*WHAT TO WORK ON*. Nothing but the exact lines from the one containing "Query: front bumper" through the last line of the records below belongs in your answer.

*** INFORMATION SUPPLIED Section Begins ***

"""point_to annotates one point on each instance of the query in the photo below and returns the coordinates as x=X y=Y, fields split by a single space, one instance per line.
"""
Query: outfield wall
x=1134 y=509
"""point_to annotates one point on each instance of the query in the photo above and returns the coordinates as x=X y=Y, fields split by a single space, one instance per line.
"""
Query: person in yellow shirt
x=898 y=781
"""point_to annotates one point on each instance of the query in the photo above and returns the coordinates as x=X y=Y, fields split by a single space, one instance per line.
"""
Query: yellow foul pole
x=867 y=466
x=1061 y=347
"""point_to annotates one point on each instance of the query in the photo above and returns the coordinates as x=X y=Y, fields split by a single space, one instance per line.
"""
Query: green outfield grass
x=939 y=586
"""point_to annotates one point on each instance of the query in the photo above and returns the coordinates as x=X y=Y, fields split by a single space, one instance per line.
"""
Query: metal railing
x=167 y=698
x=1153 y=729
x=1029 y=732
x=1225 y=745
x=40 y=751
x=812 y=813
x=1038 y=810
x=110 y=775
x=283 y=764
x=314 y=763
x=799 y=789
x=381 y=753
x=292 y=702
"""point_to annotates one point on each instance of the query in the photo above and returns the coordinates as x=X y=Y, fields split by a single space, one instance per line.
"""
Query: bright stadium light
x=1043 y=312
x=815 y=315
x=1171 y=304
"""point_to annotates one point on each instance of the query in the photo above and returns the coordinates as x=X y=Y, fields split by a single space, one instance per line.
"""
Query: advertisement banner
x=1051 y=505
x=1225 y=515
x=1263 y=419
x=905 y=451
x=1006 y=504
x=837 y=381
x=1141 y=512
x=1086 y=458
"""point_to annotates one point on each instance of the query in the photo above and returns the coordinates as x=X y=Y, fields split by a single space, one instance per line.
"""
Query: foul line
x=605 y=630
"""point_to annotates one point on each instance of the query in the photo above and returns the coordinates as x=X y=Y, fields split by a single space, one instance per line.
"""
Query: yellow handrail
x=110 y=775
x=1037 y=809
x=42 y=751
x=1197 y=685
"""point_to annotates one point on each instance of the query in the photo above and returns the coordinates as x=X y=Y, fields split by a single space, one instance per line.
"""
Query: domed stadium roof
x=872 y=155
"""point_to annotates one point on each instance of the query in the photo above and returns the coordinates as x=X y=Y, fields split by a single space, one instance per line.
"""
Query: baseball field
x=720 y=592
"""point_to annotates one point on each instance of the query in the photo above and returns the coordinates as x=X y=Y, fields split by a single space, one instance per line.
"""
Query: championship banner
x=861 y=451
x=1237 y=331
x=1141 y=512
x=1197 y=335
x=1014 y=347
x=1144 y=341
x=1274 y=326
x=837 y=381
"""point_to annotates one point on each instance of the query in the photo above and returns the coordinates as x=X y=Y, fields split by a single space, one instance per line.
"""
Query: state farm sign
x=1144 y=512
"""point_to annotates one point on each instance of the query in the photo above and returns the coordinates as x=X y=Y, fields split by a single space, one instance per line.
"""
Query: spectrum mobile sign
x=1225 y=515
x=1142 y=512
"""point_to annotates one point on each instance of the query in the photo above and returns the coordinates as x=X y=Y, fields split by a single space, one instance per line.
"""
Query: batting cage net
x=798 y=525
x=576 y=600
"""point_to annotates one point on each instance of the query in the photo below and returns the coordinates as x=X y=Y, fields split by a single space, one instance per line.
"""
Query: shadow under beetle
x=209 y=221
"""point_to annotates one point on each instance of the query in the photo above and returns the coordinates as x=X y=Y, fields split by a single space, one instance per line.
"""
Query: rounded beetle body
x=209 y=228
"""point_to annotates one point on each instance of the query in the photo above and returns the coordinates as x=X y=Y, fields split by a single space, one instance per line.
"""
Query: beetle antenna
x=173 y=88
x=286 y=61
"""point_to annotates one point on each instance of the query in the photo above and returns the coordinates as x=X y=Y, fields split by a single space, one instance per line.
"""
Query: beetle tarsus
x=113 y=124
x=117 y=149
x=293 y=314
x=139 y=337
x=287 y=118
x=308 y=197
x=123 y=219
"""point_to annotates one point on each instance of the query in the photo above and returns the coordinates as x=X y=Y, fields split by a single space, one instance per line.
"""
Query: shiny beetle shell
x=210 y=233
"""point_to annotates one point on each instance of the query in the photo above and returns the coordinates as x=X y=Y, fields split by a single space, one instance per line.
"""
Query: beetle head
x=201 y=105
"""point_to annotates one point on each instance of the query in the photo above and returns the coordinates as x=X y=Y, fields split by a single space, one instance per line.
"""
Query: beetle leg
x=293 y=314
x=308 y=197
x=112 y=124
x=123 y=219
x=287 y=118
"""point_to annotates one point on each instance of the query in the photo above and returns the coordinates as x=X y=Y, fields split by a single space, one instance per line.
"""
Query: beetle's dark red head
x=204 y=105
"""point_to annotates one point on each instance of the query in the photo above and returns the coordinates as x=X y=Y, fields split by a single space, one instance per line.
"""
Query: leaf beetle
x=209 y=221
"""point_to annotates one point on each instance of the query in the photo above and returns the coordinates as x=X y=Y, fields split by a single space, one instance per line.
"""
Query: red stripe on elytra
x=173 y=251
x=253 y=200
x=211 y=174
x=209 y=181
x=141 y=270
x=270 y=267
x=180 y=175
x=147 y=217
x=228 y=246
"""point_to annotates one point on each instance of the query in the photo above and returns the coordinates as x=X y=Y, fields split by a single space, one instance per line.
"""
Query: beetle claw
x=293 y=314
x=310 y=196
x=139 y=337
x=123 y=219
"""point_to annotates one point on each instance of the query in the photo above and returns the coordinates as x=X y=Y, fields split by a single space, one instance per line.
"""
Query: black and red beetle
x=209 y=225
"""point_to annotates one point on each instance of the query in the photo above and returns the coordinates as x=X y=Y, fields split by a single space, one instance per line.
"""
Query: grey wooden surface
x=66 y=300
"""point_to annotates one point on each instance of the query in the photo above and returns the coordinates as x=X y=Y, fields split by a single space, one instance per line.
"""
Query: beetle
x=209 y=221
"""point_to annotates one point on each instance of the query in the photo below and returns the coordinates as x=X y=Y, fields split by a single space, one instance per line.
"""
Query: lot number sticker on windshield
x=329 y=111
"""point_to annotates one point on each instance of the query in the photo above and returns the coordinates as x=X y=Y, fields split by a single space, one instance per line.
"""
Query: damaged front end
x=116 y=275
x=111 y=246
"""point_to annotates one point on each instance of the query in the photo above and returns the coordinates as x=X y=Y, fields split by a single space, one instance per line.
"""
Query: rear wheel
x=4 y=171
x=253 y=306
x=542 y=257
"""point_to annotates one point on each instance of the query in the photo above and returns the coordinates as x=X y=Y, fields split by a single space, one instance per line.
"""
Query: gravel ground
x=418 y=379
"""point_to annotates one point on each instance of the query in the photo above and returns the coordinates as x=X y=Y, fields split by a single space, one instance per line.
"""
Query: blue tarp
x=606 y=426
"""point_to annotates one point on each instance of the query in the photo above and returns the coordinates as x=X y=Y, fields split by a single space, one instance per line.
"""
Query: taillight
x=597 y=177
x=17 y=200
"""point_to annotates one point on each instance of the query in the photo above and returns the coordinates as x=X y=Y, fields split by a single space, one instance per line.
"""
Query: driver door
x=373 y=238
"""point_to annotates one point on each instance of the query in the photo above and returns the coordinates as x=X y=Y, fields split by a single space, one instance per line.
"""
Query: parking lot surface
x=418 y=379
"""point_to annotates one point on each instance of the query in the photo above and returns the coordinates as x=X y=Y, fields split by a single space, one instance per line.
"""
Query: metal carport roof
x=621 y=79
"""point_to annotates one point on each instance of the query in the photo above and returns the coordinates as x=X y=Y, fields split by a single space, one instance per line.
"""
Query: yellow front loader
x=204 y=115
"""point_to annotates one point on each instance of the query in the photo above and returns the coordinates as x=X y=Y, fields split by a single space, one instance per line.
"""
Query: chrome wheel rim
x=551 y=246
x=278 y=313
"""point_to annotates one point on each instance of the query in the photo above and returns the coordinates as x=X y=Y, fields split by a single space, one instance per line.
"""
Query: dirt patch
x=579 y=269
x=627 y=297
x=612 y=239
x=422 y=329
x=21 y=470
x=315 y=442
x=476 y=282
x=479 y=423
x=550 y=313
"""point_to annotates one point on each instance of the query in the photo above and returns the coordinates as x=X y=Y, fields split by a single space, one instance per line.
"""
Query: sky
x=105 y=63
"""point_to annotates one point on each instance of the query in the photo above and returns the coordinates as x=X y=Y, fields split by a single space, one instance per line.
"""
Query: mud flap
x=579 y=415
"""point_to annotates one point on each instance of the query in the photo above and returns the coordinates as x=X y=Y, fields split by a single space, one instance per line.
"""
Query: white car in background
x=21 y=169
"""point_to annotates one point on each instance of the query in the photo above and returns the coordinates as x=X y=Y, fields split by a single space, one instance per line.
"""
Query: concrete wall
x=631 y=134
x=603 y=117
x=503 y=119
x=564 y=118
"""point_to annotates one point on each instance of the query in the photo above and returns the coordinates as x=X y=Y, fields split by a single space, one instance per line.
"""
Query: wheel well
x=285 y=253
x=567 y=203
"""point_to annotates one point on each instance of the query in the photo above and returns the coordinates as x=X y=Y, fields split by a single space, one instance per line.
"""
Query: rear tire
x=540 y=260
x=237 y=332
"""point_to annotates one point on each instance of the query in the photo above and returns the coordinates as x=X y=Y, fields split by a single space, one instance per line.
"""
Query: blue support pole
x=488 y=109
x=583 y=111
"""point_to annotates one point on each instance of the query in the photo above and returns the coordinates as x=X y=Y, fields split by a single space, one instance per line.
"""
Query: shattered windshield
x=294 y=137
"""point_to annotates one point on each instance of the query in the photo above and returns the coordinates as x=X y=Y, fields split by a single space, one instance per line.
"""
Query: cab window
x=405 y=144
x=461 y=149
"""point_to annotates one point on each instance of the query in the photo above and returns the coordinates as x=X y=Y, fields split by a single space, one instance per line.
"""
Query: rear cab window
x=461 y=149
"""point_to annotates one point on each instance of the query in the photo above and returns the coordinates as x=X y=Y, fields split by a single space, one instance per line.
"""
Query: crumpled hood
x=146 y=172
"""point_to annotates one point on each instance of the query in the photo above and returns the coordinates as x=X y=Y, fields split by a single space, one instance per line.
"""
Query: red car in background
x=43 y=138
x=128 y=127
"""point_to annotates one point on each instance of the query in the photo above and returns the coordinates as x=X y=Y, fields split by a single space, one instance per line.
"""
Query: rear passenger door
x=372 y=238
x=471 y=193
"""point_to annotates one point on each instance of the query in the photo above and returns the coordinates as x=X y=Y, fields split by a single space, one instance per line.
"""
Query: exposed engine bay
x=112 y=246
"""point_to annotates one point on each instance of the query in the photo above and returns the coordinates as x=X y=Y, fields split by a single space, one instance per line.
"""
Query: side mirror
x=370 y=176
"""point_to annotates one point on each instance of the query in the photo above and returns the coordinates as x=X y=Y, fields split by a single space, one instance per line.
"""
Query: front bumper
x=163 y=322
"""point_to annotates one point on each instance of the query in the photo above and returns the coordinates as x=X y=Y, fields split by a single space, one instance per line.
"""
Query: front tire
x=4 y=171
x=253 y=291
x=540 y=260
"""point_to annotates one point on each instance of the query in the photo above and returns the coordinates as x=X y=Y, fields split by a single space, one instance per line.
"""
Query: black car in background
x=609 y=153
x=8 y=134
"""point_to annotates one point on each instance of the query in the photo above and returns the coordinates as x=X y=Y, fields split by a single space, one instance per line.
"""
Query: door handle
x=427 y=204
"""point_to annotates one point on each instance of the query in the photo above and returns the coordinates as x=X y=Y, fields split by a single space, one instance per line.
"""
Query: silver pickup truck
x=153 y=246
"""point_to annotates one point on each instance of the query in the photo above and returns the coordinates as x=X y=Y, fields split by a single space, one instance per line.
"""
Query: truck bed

*** INFORMATION SUPPLIED Section Ends ***

*SOLUTION TO THIS TASK*.
Query: front bumper
x=163 y=322
"""point_to annotates one point on each instance of the query in the photo above and returns the coordinates as x=X y=Y, fields split by a single space, one instance per line.
"""
Query: front tire
x=4 y=171
x=253 y=291
x=540 y=260
"""point_to annotates one point on each instance of the query in the photo above and returns the coordinates as x=X y=Y, fields split by a single space, one instance per line.
"""
Query: black car in background
x=609 y=153
x=8 y=134
"""point_to annotates one point on each instance of the query in the photo above and returns the coordinates as x=X y=Y, fields split by a single space, one instance per line.
"""
Query: door handle
x=427 y=204
"""point_to annotates one point on each instance of the query in the photo above and returns the coordinates as x=X y=Y, fields split by a single space, one instance per line.
"""
Query: silver pickup truck
x=153 y=246
"""point_to annotates one point on each instance of the query in the photo above and returns the coordinates as x=X y=Y, fields split by a single space, one instance per line.
"""
Query: truck bed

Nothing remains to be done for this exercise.